### EXERCISE DESCRIPTION
Reproduce word for word the lines of the records below that fall between the line containing "I need you to find the baseball" and the line containing "[85,108,104,145]", inclusive.

### PROVIDED RECORDS
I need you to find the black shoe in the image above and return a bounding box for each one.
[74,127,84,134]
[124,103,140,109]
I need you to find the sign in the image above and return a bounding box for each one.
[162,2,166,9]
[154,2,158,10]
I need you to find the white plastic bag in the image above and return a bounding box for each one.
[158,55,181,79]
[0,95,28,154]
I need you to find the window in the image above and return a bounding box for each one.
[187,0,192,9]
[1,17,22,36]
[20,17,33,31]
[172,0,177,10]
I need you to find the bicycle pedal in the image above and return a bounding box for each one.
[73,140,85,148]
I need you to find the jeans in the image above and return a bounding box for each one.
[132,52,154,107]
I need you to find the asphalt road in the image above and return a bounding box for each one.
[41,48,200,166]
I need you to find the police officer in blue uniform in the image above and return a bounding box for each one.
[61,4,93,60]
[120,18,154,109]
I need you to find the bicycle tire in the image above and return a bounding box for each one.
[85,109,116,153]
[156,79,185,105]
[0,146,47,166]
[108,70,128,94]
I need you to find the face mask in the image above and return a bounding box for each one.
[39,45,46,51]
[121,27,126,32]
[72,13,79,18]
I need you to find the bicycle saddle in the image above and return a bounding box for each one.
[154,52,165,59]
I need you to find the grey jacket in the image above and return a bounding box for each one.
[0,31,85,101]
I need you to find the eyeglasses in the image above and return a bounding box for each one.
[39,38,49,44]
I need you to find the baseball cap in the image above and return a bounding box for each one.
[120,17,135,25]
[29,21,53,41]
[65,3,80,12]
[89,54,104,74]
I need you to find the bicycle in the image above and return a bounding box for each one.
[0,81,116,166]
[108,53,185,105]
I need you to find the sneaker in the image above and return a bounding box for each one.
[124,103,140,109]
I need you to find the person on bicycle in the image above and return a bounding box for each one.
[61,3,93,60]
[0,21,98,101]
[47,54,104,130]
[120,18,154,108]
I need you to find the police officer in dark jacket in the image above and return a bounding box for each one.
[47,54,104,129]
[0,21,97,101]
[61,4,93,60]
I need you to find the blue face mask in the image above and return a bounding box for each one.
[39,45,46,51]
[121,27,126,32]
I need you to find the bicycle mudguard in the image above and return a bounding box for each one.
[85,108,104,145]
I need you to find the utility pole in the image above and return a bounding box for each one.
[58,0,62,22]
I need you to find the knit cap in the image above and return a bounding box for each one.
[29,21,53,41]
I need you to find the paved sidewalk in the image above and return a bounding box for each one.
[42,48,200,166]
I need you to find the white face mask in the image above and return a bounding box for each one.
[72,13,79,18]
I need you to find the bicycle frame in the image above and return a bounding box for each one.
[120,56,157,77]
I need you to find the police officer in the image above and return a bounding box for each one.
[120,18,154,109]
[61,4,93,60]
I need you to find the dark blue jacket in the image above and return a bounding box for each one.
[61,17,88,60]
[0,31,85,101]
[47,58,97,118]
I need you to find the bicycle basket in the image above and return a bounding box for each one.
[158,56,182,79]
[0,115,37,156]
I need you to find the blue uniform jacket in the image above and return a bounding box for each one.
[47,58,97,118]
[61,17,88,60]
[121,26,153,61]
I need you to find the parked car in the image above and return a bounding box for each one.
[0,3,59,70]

### COMPLETED TASK
I need you to find the baseball cap in the image above and return a bounding box for each one.
[120,17,135,25]
[29,21,53,41]
[65,3,80,12]
[89,54,104,74]
I need you to find the bicycle in the image above and return a bounding box for each one.
[0,81,116,166]
[108,53,185,105]
I need you to find the sneaker in the image above and return a bounding box for each one.
[124,103,140,109]
I need you to find the person on bicycle in the image above and return a bounding box for each one.
[61,3,93,60]
[0,21,98,101]
[47,54,104,130]
[120,18,154,108]
I need you to find the police officer in dark jacket in the image above and return a bounding box for each one.
[47,54,104,129]
[0,21,97,101]
[61,4,93,60]
I need you to find the blue face mask in the image above and return a bounding box for each one.
[39,45,46,51]
[121,27,126,32]
I need you to find the bicycle mudguard in the image above and return a bounding box for each one.
[85,108,104,145]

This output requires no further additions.